- Brano fornito:
<<<<
Il „neocolonialismo“ della globalizzazione

25.8.2009 - Confronti.net - Maurizio Simoncelli

«L’Africa, continente assai ricco di materie prime, soffre pesantemente la fame e il sottosviluppo, mentre le sue risorse rimangono in mano a ristrette élite nazionali in accordo con società multinazionali: la longa manus degli ex stati colonizzatori permane attraverso lo sfruttamento economico e mediante convenienti concessioni territoriali».

Storico e docente di geopolitica dei conflitti all’Università Roma Tre, Simoncelli è membro del Consiglio direttivo dell’Archivio disarmo.

Lo storico Maurizio Simoncelli è docente di Geopolitica dei conflitti al Master “Educazione alla pace: cooperazione internazionale, diritti umani e politiche dell’Unione europea” all’Università degli Studi Roma Tre. Membro del Consiglio direttivo dell’Istituto di ricerche internazionale Archivio disarmo, è autore di studi sull’industria militare e sulla politica della sicurezza e ha recentemente diretto il gruppo di ricerca dell’Archivio disarmo sulle “guerre del silenzio”.

Professor Simoncelli, in genere i mass media danno notizie di solo tre o quattro conflitti, mentre attualmente in tutto il mondo sono una cinquantina. Perché questa assenza di informazioni?

Ad essere esatti dobbiamo parlare di circa una trentina di conflitti e di una ventina di aree di crisi, la maggior parte dei quali non è praticamente mai menzionata dai maggiori network informativi. Da un lato manca una vera e propria copertura da parte delle maggiori agenzie giornalistiche, dall’altro la relativa lontananza geografica o politico-strategica dalle aree delle grandi potenze rende queste guerre “dimenticate”, marginali rispetto all’attenzione dell’opinione pubblica, ma non per quella delle potenze industriali o delle multinazionali.

Questi conflitti sembrano diversi dalle guerre combattute nel XX secolo. Di che tipo di conflitti si tratta?

Le differenze sono numerose. Innanzitutto Le guerre della prima metà del XX secolo si sono svolte soprattutto con epicentro europeo e tra stati nazionali, con eserciti ben organizzati, mentre a partire dalla seconda metà del XX secolo sino ad oggi le guerre sono divenute appannaggio quasi esclusivo del cosiddetto Terzo mondo, in particolare in Africa. Tali guerre, in secondo luogo, sono asimmetriche, cioè tra eserciti regolari e forze insurrezionali. Si parla di guerre etniche, tribali, civili, ma spesso sono conflitti che rispondono a sollecitazioni e a forti interessi esterni di tipo neocoloniale.

Circa le cause degli attuali conflitti, lei ha parlato di “neocolonialismo della globalizzazione”. A cosa si riferisce?

Come già accennavo, assistiamo ad un quadro internazionale che vede da un lato poche centinaia di milioni di persone che vivono nei paesi industrializzati in condizioni di benessere, che comprano a poco prezzo rilevanti materie prime e anche prodotti finiti dal resto del mondo, cui vendono – tra l’altro – ingenti quantitativi di armi per far fare guerre ufficialmente deprecate. Dall’altro emerge un quadro drammatico con miliardi di persone coinvolte. Lo squilibrio è evidente: l’Africa, continente assai ricco di tali materie prime, soffre pesantemente la fame e il sottosviluppo, mentre le sue risorse (oro, diamanti, petrolio, uranio, coltan, cassiterite e così via) rimangono in mano a ristrette élite nazionali in accordo con società multinazionali: la longa manus degli ex stati colonizzatori permane attraverso lo sfruttamento economico e mediante convenienti concessioni territoriali.
>>>>
- Esercizio proposto 1:
Rispondi alle domande seguenti basandoti sull'intervista sui conflitti dimenticati.
(a) In quale università insegna Simoncelli?
(b) Quanti conflitti e quante aree di crisi indica Simoncelli, correggendo la cifra della domanda?
(c) Come vengono definite le guerre del "Terzo mondo", in secondo luogo, e tra quali forze si combattono?
- Esercizio proposto 2: Estendi l'intervista sui conflitti dimenticati, riprendendo subito dopo l'ultima frase riportata.

[Dati contenuti in un dataset]
<<<<
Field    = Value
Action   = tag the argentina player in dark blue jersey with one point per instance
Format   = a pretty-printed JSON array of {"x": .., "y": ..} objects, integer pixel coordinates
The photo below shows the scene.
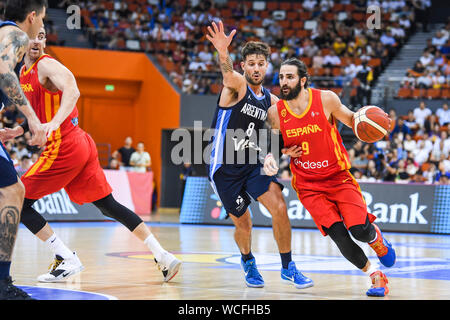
[
  {"x": 24, "y": 18},
  {"x": 235, "y": 171}
]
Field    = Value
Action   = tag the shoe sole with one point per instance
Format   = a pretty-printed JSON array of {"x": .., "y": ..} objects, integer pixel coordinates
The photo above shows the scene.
[
  {"x": 174, "y": 268},
  {"x": 298, "y": 286},
  {"x": 72, "y": 273}
]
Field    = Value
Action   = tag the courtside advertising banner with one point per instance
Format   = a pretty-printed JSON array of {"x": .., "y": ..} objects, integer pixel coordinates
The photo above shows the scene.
[{"x": 398, "y": 207}]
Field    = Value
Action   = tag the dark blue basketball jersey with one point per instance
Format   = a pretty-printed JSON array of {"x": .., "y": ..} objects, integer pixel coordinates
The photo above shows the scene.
[
  {"x": 236, "y": 141},
  {"x": 8, "y": 175}
]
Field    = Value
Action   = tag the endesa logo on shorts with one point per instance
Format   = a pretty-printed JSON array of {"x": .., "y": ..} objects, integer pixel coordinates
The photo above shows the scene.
[{"x": 311, "y": 164}]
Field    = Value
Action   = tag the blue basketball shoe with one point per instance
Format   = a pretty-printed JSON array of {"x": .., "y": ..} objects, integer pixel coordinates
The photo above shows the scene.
[
  {"x": 253, "y": 278},
  {"x": 383, "y": 249},
  {"x": 292, "y": 275}
]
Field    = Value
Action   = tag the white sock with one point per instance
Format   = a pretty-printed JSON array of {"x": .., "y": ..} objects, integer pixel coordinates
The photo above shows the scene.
[
  {"x": 371, "y": 269},
  {"x": 154, "y": 247},
  {"x": 58, "y": 247}
]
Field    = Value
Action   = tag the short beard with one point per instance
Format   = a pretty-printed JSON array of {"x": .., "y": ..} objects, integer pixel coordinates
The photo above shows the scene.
[
  {"x": 253, "y": 83},
  {"x": 293, "y": 93}
]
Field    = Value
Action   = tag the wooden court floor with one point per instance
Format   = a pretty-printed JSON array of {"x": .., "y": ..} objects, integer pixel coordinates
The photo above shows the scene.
[{"x": 119, "y": 266}]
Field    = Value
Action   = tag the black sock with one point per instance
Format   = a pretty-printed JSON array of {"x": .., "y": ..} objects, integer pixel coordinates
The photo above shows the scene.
[
  {"x": 285, "y": 259},
  {"x": 247, "y": 257}
]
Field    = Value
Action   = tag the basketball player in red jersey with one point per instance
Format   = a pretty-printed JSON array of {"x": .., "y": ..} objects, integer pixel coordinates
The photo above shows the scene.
[
  {"x": 307, "y": 118},
  {"x": 69, "y": 161}
]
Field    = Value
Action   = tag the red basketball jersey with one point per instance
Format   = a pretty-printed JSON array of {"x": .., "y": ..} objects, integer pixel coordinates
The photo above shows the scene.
[
  {"x": 323, "y": 151},
  {"x": 44, "y": 102}
]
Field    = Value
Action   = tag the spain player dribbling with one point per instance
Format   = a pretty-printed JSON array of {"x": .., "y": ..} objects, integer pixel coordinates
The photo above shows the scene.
[
  {"x": 70, "y": 161},
  {"x": 307, "y": 119}
]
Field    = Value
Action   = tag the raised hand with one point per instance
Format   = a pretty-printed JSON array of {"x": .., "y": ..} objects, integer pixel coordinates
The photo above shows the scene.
[{"x": 7, "y": 134}]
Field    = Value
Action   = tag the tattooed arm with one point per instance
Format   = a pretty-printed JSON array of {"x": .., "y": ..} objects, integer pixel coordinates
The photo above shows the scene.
[
  {"x": 13, "y": 45},
  {"x": 234, "y": 83}
]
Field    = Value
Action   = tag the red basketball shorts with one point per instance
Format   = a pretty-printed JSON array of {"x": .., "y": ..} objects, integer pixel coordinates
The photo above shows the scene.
[
  {"x": 70, "y": 163},
  {"x": 337, "y": 199}
]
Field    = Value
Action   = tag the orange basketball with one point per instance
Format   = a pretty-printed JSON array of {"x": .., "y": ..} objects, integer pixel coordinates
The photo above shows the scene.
[{"x": 370, "y": 124}]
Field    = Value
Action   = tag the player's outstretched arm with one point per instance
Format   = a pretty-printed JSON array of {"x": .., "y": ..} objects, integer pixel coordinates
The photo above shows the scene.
[
  {"x": 233, "y": 81},
  {"x": 12, "y": 48},
  {"x": 63, "y": 79},
  {"x": 333, "y": 107}
]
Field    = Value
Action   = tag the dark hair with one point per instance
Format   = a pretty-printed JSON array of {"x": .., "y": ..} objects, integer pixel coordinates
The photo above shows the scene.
[
  {"x": 17, "y": 10},
  {"x": 254, "y": 47},
  {"x": 302, "y": 70}
]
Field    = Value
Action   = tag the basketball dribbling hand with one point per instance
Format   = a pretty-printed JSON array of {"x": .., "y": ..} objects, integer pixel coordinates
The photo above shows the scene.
[
  {"x": 293, "y": 152},
  {"x": 270, "y": 165},
  {"x": 218, "y": 37}
]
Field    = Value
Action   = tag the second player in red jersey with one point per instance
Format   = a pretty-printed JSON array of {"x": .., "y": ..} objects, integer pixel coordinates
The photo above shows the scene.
[
  {"x": 307, "y": 120},
  {"x": 69, "y": 161}
]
>>>>
- Risposta all'esercizio 1:
(a) All'Università degli Studi Roma Tre.
(b) Circa una trentina di conflitti e una ventina di aree di crisi.
(c) Sono guerre asimmetriche, combattute tra eserciti regolari e forze insurrezionali.

- Risposta all'esercizio 2:
Chi combatte queste guerre? E chi sono le vittime e quale prezzo pagano?

Queste guerre, come detto, vedono quasi sempre opporsi truppe governative e forze ribelli in un quadro di guerriglia diffusa, cui partecipano anche gruppi paramilitari e forze mercenarie. Tutto questo precipita i paesi in un quadro d’instabilità sempre più diffusa, di crescente insicurezza, di cui pagano il prezzo maggiore proprio le popolazioni civili. Risulta statisticamente che la percentuale delle vittime civili in questi conflitti si aggira ormai intorno all’80-90% del totale dei caduti, dall’Iraq alla Colombia, dalla Cecenia al Congo. Le donne – già private dei loro uomini e figli – sono doppiamente vittime, poiché appare sempre più diffuso l’uso sistematico dello stupro, sia per umiliarle sia per diffondere il terrore della diffusione dell’Aids. Come assai diffuso risulta anche l’utilizzo di bambini-soldato nella maggior parte di questi conflitti dimenticati

In riferimento ad alcuni conflitti si sente parlare di scontro tra civiltà. Si può includere il fattore religioso tra le cause dei conflitti in corso?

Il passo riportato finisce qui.